» **WRITTEN TASK A**: In the forum thread about the juddering Audi TT, what does Hoggy first suggest disconnecting to see if it makes a difference?

# Turbo juddering!



## Coxy1391 (Jul 4, 2012)

Hi

I'm having problems with my 1999 225 Audi tt

Whilst driving when you put you foot down the engine judders I've had a look on similar posts on here and a lot of the time the problem was a shot n75 valve I've tried this and it still has the problem. I have also changed the DV. I've had someone plug into it it to see what codes come up but there are none could somebody help please!??


----------



## Hoggy (May 8, 2002)

Hi Coxy, Welcome to the TTF.
Disconnect the MAF to see if that makes a difference, if not could be a coil pack failing under load.
Coil packs replaced FOC at Audi dealer, give them your Reg/VIN number, you could get them replaced, if still OEM. 
Hoggy.


----------



## Coxy1391 (Jul 4, 2012)

Thanks for your reply 

I will definitely give this a go I only bought the car last week and it was fine when I got it and now this started happening lol

Will let u know how I get on will try get it sorted over the weekend


----------



## Coxy1391 (Jul 4, 2012)

» **WRITTEN TASK B**: Transcribe every line of the entries that come after this thread, with no changes.

» **DATA FOR THIS EXERCISE**:

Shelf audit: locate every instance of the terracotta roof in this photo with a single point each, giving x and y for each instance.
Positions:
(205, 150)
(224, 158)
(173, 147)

» **WORKED SOLUTION A**: The MAF.

» **WORKED SOLUTION B**:
Shelf audit: locate every instance of the terracotta roof in this photo with a single point each, giving x and y for each instance.
Positions:
(205, 150)
(224, 158)
(173, 147)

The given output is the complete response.